Recorded data:
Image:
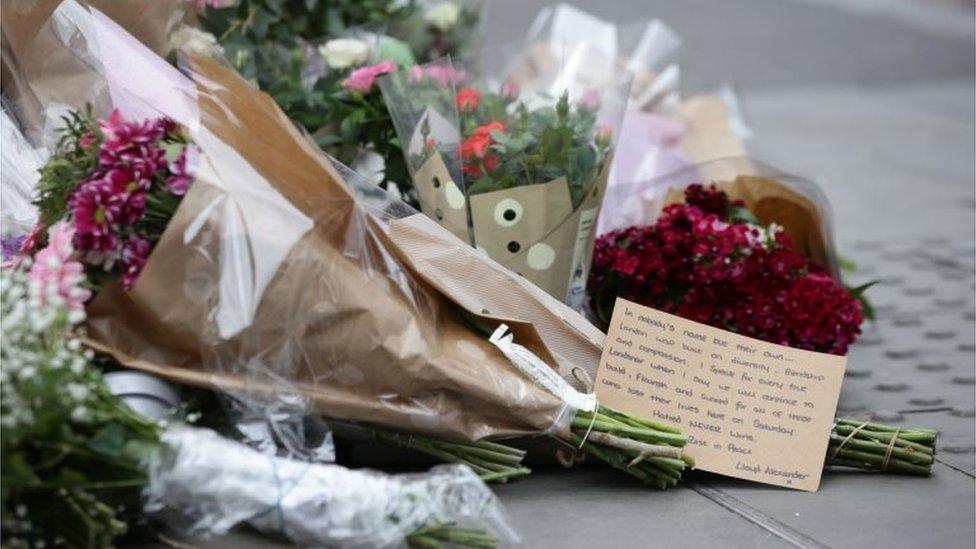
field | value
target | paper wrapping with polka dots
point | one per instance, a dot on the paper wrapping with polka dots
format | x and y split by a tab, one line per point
531	229
278	282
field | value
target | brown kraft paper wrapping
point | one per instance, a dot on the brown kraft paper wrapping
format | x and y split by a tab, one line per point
336	319
37	68
440	197
531	229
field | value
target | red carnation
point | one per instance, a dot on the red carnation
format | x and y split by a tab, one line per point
467	99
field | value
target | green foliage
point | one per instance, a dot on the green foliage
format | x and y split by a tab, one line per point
71	451
538	145
70	164
271	42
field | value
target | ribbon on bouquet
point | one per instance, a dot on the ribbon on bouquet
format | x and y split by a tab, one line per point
540	372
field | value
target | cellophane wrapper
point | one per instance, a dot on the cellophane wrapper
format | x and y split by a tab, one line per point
293	287
19	165
208	484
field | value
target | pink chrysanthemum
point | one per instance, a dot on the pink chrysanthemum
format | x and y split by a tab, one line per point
56	270
130	193
362	79
134	256
95	209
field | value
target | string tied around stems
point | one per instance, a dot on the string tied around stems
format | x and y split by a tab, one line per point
847	439
890	449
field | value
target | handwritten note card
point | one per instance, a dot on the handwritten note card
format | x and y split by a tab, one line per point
751	409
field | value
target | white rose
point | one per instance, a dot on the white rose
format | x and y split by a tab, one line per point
444	15
343	53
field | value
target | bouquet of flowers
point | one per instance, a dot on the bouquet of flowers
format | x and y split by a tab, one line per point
319	64
116	183
520	180
711	261
294	287
80	466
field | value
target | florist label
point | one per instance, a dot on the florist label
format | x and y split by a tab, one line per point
751	409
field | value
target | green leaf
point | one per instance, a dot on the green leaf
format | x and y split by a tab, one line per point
394	50
858	293
739	214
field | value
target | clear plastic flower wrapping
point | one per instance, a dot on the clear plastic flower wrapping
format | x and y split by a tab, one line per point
295	288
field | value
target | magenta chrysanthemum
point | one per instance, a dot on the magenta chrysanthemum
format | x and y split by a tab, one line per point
96	208
700	263
134	256
130	193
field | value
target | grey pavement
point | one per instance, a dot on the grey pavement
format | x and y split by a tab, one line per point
874	100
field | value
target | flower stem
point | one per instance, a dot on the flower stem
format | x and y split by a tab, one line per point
639	447
877	447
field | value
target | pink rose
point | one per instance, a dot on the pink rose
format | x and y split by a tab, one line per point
362	79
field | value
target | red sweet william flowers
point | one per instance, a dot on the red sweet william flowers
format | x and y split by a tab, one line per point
702	263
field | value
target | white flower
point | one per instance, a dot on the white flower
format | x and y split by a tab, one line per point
342	53
443	16
77	391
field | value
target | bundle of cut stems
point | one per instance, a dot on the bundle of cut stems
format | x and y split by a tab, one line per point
645	449
492	461
877	447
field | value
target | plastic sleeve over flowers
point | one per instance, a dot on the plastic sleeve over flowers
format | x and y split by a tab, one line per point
295	290
311	504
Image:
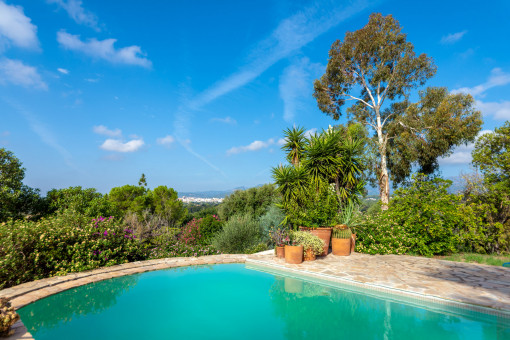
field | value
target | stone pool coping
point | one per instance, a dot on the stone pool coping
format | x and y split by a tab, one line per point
472	286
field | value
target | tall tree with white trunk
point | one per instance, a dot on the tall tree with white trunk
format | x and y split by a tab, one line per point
376	68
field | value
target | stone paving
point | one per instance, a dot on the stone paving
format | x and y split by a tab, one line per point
472	284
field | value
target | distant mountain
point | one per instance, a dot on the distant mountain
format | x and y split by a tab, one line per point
210	193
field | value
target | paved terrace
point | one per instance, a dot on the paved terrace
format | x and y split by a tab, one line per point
430	279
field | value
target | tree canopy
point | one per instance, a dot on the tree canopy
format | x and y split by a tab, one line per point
376	68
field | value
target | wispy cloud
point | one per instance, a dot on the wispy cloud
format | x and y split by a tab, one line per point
253	146
117	145
296	84
498	110
104	49
452	38
226	120
16	28
17	73
63	70
289	36
497	78
462	154
43	131
166	141
76	11
103	130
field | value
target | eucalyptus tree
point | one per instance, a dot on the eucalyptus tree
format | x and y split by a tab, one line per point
294	144
376	68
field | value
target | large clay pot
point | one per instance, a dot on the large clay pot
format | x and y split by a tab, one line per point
294	254
353	243
341	246
325	235
280	252
309	255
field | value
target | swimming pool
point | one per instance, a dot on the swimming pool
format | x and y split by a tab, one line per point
230	301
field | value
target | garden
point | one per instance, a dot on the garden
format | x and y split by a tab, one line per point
315	201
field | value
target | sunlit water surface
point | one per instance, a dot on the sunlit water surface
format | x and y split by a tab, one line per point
230	301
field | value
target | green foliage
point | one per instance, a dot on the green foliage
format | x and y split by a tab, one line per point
376	68
308	241
8	317
209	227
492	156
53	246
164	202
342	233
256	249
273	218
423	219
129	198
253	201
240	233
16	199
87	202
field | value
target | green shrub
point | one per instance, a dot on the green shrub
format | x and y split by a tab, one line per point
254	201
308	241
422	219
56	246
273	218
240	233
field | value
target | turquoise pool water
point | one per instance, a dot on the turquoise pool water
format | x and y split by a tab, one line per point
230	301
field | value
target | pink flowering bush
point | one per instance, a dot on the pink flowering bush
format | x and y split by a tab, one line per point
56	246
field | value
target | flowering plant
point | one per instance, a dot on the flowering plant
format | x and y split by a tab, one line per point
279	236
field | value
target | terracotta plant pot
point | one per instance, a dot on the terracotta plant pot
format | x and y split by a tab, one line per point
341	246
309	255
280	252
353	243
323	233
294	254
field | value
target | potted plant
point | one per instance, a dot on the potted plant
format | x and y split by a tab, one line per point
319	212
293	251
279	237
343	239
312	244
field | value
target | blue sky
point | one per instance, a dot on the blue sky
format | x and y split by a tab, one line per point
195	94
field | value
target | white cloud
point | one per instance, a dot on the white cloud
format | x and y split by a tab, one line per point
17	73
104	49
288	37
462	153
226	120
118	146
253	146
498	110
296	84
165	141
452	38
103	130
79	14
497	78
16	28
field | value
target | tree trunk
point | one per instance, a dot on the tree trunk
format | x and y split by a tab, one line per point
384	181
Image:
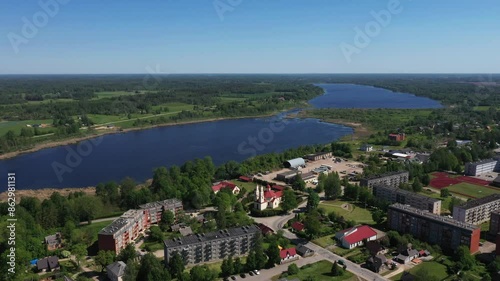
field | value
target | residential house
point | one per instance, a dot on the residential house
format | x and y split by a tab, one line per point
288	255
48	264
53	241
374	263
216	187
407	255
116	271
304	251
355	236
298	226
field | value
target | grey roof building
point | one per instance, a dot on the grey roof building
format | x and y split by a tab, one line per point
393	179
398	195
116	270
215	245
477	211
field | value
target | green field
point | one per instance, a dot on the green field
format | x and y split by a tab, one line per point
477	191
319	271
434	268
355	213
16	126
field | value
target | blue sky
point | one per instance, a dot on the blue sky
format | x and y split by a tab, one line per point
259	36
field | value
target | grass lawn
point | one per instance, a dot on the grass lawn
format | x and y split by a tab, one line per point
324	241
434	268
355	213
319	271
16	126
477	191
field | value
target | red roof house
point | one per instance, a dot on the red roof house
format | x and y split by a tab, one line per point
297	226
353	237
288	255
225	184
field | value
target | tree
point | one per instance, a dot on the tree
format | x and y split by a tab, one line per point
312	201
378	216
333	188
336	270
79	251
151	269
227	267
273	254
238	266
104	258
131	271
298	183
445	192
416	185
156	234
289	201
292	269
127	254
463	256
167	219
176	265
202	273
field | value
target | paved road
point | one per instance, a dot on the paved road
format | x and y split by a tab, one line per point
325	254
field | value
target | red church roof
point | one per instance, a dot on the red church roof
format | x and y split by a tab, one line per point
362	232
223	184
297	225
288	252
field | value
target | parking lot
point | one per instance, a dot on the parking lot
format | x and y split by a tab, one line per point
343	167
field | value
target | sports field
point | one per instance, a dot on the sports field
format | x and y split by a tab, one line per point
463	185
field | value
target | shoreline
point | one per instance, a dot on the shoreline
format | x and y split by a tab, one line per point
75	140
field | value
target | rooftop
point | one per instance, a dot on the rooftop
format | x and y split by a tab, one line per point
386	175
168	202
432	216
478	202
409	193
211	236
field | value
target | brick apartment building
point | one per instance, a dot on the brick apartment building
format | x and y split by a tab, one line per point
397	195
211	246
477	211
448	233
155	209
392	179
133	223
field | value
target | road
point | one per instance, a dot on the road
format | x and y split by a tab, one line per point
327	255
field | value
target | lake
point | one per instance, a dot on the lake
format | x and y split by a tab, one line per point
360	96
137	153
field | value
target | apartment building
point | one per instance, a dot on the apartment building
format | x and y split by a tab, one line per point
392	179
481	167
477	211
211	246
154	210
398	195
132	223
448	233
122	231
495	223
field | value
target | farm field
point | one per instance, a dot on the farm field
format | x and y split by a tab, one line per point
318	271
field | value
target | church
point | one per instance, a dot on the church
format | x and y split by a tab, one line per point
267	198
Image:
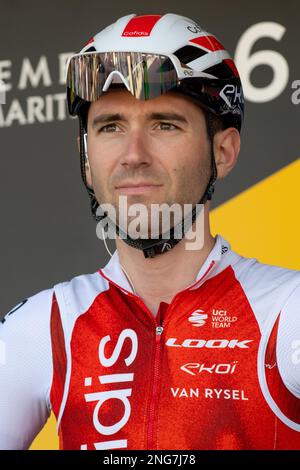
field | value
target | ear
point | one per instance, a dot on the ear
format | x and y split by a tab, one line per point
226	149
87	166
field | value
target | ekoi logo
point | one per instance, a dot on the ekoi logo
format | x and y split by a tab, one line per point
198	318
122	395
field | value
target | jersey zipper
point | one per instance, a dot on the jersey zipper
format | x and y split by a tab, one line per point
155	387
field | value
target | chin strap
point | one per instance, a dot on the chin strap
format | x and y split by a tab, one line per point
157	246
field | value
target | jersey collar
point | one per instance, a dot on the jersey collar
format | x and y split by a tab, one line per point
214	263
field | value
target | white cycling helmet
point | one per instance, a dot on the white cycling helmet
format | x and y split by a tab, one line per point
150	55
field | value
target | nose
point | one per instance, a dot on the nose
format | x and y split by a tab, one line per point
136	152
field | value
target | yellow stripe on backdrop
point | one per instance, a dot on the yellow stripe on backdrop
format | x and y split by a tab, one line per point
262	222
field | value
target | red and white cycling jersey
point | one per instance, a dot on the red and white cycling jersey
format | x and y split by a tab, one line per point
218	368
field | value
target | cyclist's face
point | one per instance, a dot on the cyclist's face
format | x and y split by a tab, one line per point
160	146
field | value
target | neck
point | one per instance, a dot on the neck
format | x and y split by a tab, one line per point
160	278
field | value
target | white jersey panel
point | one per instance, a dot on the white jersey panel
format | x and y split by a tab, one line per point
25	371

Exercise details:
Copy verbatim, from the listing above, each line from the one containing "point | one per instance, a dot on the magenta" down to the one containing "point | one per instance, a dot on the white flower", inclusive.

Response below:
point | one per instance, a dot on the magenta chrysanthemum
format | x and y split by a tab, one line per point
96	208
700	263
134	256
130	193
field | value
target | grey pavement
point | one per instance, a dot on the grey pavement
format | x and y split by a tab, one line per point
874	100
field | value
target | flower stem
point | one per instance, a dot on the flower stem
format | x and y split by a tab, one line per point
639	447
877	447
field | value
target | pink rose
point | one per instance, a dot on the pink rose
format | x and y split by a tab, one line per point
362	79
field | value
target | red sweet william flowers
point | one per instance, a dot on the red sweet william flowers
format | x and y split by a tab, one line per point
702	263
field | value
target | white flower
point | one per instance, a dot on the white flower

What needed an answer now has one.